==== Extract to read ====

I spoke to Senator Warren about their disagreements. A lightly edited and condensed transcript follows.

THE PLUM LINE: What’s your response to the latest from President Obama?

SENATOR WARREN: The president said in his Nike speech that he’s confident that when people read the agreement for themselves, that they’ll see it’s a great deal. But the president won’t actually let people read the agreement for themselves. It’s classified.

PLUM LINE: But don’t you get 60 days to review it after the deal is finalized, with the authority to revoke fast track?

WARREN: The president has committed only to letting the public see this deal after Congress votes to authorize fast track. At that point it will be impossible for us to amend the agreement or to block any part of it without tanking the whole TPP. The TPP is basically done. If the president is so confident it’s a good deal, he should declassify the text and let people see it before asking Congress to tie its hands on fixing it.

PLUM LINE: Doesn’t the current framework allow for the revocation of fast track authority?

WARREN: The whole point about fast track is to grease the skids so that 51 votes will get it through…it takes a majority to get rid of [fast track].

PLUM LINE: The push-back from the administration is that the ISDS will be written in such a way that there is no authority to override Congressional [and other countries’] regulations.

WARREN: If the president has changed ISDS to solve the problem, then the text should be released so that legal experts can look at it.

PLUM LINE: Is there a scenario under which ISDS could be written the way he says it is being written?

WARREN: I’ve sat with many legal scholars to talk about this issue, and I have not seen a draft that would do what the president says he has already accomplished….Hillary Clinton in her book raised concerns about precisely this issue. Just last week, some of the top legal and economic minds in this country, including the president’s mentor from Harvard, Laurence Tribe, and Nobel-prize-winning economist Joe Stiglitz, raised exactly this concern.

PLUM LINE: Is it theoretically possible to write ISDS in a way that precludes it from overriding regulation?

WARREN: It doesn’t directly tell countries to repeal regulations. It imposes a financial penalty, which has caused countries to change their regulations…[ISDS mechanisms] never had the authority to override regulations. What they had was the authority to impose a monetary penalty directly against the government and its taxpayers. That’s the point at which governments have backed up and said, “we can’t afford this, we’ll just change the law.”

PLUM LINE: You can’t envision even in theory a way to structure ISDS that would assuage your concerns?

==== Information supplied ====

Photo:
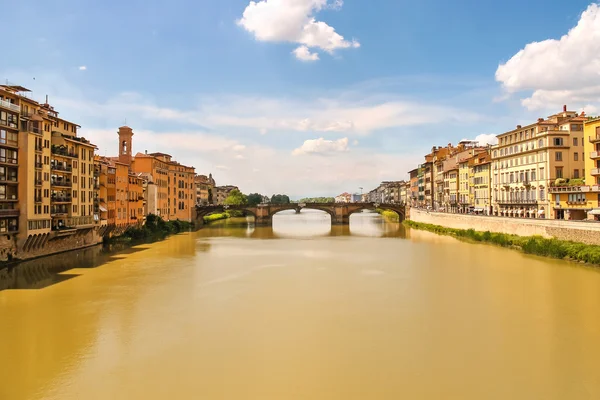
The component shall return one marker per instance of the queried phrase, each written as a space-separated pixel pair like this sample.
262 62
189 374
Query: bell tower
125 139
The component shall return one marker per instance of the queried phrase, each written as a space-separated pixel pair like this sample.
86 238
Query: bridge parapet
339 212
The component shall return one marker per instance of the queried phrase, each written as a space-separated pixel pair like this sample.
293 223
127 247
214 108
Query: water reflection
46 271
307 224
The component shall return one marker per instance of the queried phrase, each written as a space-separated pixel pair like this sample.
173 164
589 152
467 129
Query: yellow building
464 179
480 179
592 166
205 188
528 159
53 167
9 160
579 199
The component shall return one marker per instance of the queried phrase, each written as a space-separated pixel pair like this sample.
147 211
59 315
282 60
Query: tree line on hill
237 198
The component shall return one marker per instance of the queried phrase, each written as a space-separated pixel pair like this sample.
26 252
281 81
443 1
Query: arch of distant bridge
339 212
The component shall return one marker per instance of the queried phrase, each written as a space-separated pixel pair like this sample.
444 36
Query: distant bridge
339 212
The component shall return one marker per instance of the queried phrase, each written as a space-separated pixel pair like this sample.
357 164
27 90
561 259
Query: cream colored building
528 159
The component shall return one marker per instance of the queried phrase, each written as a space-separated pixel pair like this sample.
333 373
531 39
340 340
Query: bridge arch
397 209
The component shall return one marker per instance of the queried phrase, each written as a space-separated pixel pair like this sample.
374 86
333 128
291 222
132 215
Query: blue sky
306 97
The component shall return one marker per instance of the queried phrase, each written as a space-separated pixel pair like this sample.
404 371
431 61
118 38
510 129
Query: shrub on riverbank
216 217
388 215
535 245
154 228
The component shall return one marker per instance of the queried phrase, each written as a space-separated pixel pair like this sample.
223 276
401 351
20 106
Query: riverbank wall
575 231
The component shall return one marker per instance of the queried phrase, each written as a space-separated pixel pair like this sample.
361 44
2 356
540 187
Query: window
8 156
558 172
9 138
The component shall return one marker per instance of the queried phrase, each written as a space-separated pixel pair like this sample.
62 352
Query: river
301 310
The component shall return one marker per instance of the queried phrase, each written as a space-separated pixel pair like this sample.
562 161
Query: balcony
518 201
62 168
595 139
8 124
568 189
59 211
9 213
60 183
10 106
60 151
61 199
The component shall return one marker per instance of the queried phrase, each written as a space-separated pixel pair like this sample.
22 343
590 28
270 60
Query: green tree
254 199
317 200
236 198
280 199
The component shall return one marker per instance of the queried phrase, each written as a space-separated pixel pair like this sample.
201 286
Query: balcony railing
595 139
8 124
10 106
517 201
568 189
63 152
60 167
61 198
61 183
9 213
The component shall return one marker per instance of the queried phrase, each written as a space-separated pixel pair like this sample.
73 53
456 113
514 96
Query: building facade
205 187
529 159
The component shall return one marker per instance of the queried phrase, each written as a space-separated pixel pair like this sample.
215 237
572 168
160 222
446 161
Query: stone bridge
339 212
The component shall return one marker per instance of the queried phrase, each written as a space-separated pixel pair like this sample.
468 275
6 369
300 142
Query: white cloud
293 21
322 146
486 138
303 53
560 71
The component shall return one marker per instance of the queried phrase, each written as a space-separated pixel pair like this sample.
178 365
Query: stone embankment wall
577 231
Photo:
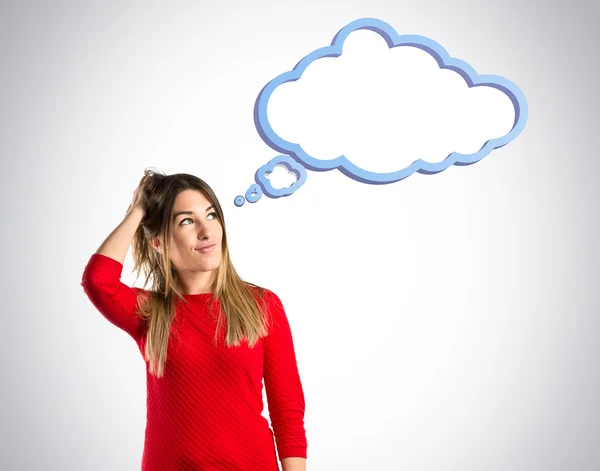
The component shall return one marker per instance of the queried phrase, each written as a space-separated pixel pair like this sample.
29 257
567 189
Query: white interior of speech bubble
281 177
384 108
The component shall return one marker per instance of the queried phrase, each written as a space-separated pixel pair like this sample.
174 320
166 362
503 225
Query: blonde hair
245 318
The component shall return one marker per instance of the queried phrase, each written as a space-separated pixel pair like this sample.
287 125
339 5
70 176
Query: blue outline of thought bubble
392 38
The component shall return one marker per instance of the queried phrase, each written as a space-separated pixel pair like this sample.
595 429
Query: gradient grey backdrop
446 322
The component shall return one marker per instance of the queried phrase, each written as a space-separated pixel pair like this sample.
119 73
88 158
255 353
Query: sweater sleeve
116 301
285 396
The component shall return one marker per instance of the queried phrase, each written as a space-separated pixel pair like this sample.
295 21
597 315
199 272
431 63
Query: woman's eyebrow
179 213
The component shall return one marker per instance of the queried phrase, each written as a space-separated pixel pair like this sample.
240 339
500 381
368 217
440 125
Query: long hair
245 318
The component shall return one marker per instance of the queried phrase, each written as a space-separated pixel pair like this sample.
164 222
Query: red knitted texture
205 413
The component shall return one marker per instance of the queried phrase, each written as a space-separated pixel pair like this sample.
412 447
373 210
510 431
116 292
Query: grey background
461 335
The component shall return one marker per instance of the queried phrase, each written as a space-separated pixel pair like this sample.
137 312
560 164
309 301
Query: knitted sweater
205 413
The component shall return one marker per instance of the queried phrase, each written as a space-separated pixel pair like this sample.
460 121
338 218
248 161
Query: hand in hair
138 200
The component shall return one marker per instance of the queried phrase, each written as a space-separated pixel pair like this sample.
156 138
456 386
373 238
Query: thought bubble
375 95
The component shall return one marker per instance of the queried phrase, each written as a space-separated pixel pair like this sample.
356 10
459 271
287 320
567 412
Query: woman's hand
138 202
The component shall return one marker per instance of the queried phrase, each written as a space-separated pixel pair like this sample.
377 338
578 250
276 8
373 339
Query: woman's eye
190 219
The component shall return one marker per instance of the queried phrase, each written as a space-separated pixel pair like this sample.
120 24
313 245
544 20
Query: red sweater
205 413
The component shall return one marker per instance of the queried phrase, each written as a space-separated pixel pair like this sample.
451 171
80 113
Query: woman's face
195 225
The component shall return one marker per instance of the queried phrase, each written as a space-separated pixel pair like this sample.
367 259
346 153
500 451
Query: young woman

====

Return the stretch of the interview with Senator Warren from "SENATOR WARREN: The" through "revoke fast track?", copied word for word.

SENATOR WARREN: The president said in his Nike speech that he’s confident that when people read the agreement for themselves, that they’ll see it’s a great deal. But the president won’t actually let people read the agreement for themselves. It’s classified.

PLUM LINE: But don’t you get 60 days to review it after the deal is finalized, with the authority to revoke fast track?